◆ Goal of the exercise
Rewrite the rows beginning with the line that has "In the photo above, where can the horizontal" and ending after the line that has "column 617, row 271", changing "rock ledge" to "stone shelf" and keeping everything else the same.

◆ Data records
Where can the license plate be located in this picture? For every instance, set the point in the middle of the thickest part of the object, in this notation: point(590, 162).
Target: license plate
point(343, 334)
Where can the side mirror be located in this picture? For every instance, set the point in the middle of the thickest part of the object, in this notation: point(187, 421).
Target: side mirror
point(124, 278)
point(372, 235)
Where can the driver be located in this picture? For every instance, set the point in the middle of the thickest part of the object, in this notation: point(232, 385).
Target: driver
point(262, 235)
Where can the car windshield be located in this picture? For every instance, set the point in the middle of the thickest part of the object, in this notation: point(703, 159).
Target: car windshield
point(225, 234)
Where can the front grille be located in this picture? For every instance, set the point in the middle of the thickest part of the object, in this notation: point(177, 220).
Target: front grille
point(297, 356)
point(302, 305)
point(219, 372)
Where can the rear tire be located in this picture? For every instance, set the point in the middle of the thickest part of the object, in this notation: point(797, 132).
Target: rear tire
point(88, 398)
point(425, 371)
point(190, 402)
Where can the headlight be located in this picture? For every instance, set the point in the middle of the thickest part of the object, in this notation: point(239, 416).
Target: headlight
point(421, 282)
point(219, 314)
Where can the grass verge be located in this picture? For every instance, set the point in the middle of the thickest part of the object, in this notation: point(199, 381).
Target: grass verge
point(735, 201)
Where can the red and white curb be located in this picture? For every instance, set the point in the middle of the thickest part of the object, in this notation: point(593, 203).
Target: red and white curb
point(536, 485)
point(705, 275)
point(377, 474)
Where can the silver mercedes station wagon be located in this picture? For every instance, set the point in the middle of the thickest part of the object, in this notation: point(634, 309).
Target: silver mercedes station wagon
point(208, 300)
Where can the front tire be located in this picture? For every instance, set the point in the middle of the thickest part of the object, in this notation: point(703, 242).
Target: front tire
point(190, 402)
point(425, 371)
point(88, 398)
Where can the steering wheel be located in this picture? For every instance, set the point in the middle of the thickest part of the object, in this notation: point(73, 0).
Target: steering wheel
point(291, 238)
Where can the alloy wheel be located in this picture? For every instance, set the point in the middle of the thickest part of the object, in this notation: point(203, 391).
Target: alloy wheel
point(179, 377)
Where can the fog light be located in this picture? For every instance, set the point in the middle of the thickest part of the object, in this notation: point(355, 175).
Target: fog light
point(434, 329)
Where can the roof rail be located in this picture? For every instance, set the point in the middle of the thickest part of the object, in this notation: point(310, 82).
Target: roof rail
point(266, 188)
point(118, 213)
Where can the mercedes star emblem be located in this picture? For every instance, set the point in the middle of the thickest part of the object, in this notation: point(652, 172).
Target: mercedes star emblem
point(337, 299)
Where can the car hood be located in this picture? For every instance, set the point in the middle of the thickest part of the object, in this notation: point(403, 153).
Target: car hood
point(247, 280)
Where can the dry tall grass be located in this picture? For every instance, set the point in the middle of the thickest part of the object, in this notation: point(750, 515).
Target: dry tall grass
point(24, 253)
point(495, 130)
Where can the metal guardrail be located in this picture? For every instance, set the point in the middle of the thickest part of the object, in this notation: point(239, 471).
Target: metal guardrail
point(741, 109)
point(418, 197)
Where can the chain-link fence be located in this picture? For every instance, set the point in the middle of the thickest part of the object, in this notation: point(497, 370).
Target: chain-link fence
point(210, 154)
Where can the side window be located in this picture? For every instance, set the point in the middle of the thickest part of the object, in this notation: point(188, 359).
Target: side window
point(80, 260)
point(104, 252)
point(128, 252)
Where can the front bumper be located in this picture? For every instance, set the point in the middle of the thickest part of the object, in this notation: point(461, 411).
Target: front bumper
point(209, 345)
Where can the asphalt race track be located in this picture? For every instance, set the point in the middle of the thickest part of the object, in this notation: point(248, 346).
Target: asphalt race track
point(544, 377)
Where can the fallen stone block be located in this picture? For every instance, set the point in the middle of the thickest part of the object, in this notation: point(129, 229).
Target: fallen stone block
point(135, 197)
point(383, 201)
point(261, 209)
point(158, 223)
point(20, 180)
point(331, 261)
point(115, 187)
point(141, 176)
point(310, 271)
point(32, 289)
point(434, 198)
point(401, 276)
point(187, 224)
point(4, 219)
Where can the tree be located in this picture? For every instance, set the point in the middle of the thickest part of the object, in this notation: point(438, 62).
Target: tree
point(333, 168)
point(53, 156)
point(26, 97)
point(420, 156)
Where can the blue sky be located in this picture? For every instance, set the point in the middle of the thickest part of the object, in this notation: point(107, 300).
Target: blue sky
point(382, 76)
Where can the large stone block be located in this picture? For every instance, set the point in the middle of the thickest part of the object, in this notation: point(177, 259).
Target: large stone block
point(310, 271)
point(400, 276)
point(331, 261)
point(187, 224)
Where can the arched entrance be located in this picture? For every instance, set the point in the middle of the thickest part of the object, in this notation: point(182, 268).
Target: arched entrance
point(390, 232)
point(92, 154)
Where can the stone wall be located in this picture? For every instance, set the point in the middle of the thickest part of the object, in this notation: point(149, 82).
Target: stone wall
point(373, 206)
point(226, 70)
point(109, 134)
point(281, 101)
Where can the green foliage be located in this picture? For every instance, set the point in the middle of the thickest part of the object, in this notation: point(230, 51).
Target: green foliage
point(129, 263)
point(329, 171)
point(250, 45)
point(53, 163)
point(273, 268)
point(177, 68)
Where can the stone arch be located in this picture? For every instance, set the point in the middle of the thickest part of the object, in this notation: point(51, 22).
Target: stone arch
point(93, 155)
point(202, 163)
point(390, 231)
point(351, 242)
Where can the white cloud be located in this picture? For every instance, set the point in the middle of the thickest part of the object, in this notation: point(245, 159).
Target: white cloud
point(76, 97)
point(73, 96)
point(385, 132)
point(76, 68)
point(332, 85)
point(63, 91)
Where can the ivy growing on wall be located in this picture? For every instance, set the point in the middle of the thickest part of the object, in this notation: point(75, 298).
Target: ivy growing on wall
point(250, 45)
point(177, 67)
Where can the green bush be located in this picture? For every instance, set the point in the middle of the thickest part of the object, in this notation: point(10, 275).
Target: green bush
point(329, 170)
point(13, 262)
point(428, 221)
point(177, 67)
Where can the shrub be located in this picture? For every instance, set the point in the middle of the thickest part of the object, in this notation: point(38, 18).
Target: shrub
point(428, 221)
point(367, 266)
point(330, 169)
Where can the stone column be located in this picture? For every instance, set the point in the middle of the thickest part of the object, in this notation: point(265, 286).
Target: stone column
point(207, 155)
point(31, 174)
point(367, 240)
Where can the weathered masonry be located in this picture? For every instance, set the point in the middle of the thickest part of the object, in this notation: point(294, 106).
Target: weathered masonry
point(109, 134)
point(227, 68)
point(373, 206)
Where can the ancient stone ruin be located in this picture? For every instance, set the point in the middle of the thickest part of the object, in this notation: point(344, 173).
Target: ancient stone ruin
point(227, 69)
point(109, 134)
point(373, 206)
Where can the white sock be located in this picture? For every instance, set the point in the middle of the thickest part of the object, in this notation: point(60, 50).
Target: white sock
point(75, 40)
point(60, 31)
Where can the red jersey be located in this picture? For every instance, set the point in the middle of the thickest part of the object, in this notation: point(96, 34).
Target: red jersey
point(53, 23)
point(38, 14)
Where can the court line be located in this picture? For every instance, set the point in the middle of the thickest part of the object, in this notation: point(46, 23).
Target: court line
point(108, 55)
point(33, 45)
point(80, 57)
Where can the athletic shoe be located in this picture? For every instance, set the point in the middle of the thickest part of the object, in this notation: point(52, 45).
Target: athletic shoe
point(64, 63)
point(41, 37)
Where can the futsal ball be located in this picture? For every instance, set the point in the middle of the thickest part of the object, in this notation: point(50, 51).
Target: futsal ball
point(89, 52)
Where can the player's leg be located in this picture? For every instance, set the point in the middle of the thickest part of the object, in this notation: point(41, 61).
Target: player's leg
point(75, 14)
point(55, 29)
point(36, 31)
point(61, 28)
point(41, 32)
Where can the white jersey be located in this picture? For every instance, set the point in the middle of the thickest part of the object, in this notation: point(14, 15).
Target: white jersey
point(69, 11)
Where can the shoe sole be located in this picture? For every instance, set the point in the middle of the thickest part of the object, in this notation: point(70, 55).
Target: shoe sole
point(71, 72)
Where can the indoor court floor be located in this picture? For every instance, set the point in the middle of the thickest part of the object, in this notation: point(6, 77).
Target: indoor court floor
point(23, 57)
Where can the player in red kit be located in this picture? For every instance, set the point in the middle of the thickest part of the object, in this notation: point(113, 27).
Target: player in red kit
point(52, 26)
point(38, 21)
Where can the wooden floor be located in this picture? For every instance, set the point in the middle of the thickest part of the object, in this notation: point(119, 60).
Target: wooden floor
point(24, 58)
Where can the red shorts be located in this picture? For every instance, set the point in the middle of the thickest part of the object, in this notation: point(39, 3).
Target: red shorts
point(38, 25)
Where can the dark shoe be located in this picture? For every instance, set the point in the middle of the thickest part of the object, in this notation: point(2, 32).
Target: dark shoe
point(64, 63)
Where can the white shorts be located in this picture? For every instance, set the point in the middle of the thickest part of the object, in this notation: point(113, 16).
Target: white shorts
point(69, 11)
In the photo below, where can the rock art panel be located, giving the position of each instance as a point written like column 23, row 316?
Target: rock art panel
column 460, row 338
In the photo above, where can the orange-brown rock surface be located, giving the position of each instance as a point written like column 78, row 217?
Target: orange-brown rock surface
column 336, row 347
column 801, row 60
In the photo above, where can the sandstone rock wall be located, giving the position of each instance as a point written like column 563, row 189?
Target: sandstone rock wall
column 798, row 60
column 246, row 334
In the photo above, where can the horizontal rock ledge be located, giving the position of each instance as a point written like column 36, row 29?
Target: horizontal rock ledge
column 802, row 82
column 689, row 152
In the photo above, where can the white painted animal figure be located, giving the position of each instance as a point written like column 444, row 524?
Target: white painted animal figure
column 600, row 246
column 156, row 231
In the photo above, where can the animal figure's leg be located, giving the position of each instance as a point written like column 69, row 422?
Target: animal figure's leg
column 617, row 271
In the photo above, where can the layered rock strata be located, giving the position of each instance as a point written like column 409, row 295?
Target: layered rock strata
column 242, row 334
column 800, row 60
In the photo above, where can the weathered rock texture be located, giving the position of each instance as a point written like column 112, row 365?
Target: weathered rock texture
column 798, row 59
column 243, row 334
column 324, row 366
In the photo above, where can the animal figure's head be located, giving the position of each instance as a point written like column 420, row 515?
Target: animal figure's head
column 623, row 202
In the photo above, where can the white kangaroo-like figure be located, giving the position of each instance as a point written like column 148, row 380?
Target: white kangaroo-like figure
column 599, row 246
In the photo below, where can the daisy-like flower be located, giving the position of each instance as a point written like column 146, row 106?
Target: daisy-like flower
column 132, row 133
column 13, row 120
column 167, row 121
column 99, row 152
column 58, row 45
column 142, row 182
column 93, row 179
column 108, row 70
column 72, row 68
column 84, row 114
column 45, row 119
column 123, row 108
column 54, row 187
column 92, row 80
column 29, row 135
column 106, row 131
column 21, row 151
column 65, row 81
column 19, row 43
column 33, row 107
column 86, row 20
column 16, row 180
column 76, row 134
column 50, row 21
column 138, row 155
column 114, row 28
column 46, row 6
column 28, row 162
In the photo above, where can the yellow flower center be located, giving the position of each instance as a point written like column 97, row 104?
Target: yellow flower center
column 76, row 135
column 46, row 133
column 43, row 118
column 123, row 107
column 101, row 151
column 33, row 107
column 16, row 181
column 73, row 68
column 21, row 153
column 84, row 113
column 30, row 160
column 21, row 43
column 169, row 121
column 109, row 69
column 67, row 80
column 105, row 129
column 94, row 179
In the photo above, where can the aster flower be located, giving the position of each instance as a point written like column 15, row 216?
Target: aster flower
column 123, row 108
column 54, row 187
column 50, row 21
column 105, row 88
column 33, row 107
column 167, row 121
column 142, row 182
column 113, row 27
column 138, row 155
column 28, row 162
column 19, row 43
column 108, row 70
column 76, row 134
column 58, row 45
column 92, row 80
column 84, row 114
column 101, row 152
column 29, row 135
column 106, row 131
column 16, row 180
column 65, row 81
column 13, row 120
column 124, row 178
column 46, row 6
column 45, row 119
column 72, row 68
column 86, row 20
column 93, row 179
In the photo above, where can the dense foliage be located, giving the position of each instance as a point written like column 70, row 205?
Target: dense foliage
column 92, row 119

◆ Exercise result
In the photo above, where can the horizontal stone shelf be located, giving the position of each instance as a point written like column 36, row 29?
Target: horizontal stone shelf
column 802, row 82
column 689, row 152
In the photo above, where can the white painted animal figure be located, giving the position of each instance as a point written like column 444, row 524?
Target: white painted animal figure
column 600, row 246
column 156, row 231
In the photo above, where can the animal figure's leg be located, giving the position of each instance as a point written like column 69, row 422?
Target: animal figure's leg
column 617, row 271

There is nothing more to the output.